=== GIVEN ENTRIES ===

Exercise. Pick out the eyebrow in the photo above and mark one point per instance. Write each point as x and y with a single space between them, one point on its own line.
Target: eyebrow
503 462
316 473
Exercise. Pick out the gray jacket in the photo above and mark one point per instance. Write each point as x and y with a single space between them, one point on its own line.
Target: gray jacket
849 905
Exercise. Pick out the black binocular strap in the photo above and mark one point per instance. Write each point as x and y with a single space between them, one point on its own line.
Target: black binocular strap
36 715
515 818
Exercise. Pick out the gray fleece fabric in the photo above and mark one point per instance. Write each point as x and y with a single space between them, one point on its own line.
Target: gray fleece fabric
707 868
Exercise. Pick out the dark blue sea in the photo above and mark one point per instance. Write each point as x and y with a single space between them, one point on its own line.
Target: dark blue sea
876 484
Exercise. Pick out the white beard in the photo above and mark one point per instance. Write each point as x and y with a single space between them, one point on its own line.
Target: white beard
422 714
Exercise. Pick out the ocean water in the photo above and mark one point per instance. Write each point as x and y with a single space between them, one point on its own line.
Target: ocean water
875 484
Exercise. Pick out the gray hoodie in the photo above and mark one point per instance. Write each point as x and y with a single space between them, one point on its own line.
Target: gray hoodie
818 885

===

◆ EXERCISE AIM
Word for word, return each of the entries.

◆ ANSWER AREA
Exercise. Pick out the eyebrow in the photo above and mark one point per instance. Write each point as x and y with a single space between them, one point on its own line.
Target: eyebrow
503 462
316 473
Exercise. Pick out the gray jacket in the photo above and mark one point per instance. Write each point as x and y with a single space between them, one point on its own line.
Target: gray jacket
849 905
Exercise. Pick out the black binocular strap in the photo above and mark one point per instance. Write each point as x and y with a single space between them, one point on its own line.
Target: black binocular strap
36 715
515 818
Exercise. Pick out the gray fleece fabric in the photo above and mark one point per instance. Write each point as x and y with a single space between them, one point on its own line.
Target: gray fleece fabric
707 868
Exercise. Pick out the dark blue sea in the photo above and mark one point per instance. Write each point as x and y with a single space between them, one point on its own line.
Target: dark blue sea
876 484
Exercise. Pick out the white beard in the photo above and mark one point per instance. Write each point as x and y with a single space between them, one point on its own line.
Target: white beard
422 714
Exercise. Pick out the ocean water in the photo above and mark one point per instance. Write each point as x and y with a single space between them, one point on its own line.
Target: ocean water
875 484
Exercise. Pick out the gray hoodie in the photo above and mark one point per instance. Write each point as x and y with a single space between them, one point on its own line.
Target: gray hoodie
818 885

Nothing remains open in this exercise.